Professional Society to Astronomers: Stop dating each other! It’s not worth the risk!

 

shutterstock_305017364The feminist reaction to sexual harassment has ended with this jaw-dropping statement from the American Astronomical Society’s executive officer. Effectively, he’s telling astronomers not to date each other. I’m not exaggerating much. He’s specifically and explicitly saying that the risk of sexual harassment is so great that you are not allowed to date anybody you meet at a conference, even if you scrupulously behave yourself:

Second, do not treat any AAS meeting or other event as a venue for finding a romantic partner. Yes, there are people at our events, and yes, people do make romantic connections, and yes, there may even be opportunities to make such connections at our events, but please, everyone, just shelve these inclinations for our conferences. Too much damage is being done. Just one negative interaction in the poster hall, at a session, in the bar during the meeting, or at a restaurant or offsite event may be all it takes to dissuade a bright young scientist from participating in our field. This is unacceptable, and it needs to stop.

And then,

Some of our members and other meeting attendees are likely going to be upset at this message, claiming that they act responsibly and with consent — why should they curtail their social activities at meetings just because a few bad actors are ruining things? I get that. I understand that. I enjoy the social aspects of being human, being at a conference in an interesting place, and being engaged in such an exciting field of research with people I find interesting and might even want to dance with, drink with, dine with, or whatever. But I am distraught over the damage that has been done and could be done in the future. Frankly, it is not worth the social happiness of a majority if just one of our attendees is made to feel uncomfortable, under pressure, or damaged enough to leave our profession or to attend future conferences in a fearful state.

So let’s recap: Out of the roughly 7,000 members of the American Astronomical Society (AAS), and out of the 2,000-3,000 who attend our major meetings, he cites six cases of “sexual harassment.” (I only put the quotes because the details aren’t public, and the term has gotten awfully broad—much broader than most of us would accept. See the “If it’s unwanted, it’s harassment” sign on the page.) That 0.09% harassment rate (or 0.2%, if you only count meeting attendees) is so unbelievably high that we’re going to go nuclear and forbid dating between astronomers at the meeting. Or who met at the meeting. Or forbid meeting at the meeting before dating, or something.

──────

REQUIREMENT 1
In the article about dating at astronomy conferences, roughly how many members does the American Astronomical Society have?

──────

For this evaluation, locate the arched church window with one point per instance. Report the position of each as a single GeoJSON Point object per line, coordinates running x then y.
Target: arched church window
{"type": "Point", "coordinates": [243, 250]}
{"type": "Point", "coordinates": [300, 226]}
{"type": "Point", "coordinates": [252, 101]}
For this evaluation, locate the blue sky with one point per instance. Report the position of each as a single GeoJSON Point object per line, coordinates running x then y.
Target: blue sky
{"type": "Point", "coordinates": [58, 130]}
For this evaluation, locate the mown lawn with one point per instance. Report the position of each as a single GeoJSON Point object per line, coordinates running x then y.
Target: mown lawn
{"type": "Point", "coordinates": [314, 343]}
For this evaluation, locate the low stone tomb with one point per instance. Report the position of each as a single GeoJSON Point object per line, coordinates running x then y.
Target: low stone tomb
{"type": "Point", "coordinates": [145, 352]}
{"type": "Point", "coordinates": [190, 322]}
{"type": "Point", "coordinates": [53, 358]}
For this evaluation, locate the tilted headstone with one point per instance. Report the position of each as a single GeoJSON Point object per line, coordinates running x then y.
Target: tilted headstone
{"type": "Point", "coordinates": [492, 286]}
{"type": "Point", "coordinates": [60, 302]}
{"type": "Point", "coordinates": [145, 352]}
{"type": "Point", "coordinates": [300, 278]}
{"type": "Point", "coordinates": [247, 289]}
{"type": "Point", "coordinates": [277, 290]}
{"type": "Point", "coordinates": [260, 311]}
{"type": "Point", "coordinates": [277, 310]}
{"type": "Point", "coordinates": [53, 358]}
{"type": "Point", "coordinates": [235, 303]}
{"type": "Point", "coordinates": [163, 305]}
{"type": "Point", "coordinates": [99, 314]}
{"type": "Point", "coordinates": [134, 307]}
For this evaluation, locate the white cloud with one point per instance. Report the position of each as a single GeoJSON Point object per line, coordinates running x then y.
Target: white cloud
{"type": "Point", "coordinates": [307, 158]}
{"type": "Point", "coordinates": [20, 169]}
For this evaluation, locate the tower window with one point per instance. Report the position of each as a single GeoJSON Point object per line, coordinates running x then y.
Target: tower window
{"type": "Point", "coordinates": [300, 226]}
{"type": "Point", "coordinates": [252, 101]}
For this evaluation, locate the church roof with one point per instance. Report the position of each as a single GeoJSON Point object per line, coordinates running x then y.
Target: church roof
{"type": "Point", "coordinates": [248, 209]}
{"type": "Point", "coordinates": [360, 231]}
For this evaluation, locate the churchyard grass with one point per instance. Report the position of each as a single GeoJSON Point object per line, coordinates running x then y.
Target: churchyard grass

──────

REQUIREMENT 2
Please retype the part of the records that opens with the line containing "For this evaluation, locate the tower" and runs through the end of the records, including both ends.

FINAL RESULT 1
Roughly 7,000

FINAL RESULT 2
For this evaluation, locate the tower window with one point per instance. Report the position of each as a single GeoJSON Point object per line, coordinates running x then y.
Target: tower window
{"type": "Point", "coordinates": [300, 226]}
{"type": "Point", "coordinates": [252, 101]}
For this evaluation, locate the church roof with one point per instance. Report the position of each as a single GeoJSON Point object per line, coordinates running x then y.
Target: church roof
{"type": "Point", "coordinates": [248, 209]}
{"type": "Point", "coordinates": [360, 231]}
For this evaluation, locate the churchyard grass with one point per instance. Report the position of each as a single GeoJSON Point object per line, coordinates running x then y.
Target: churchyard grass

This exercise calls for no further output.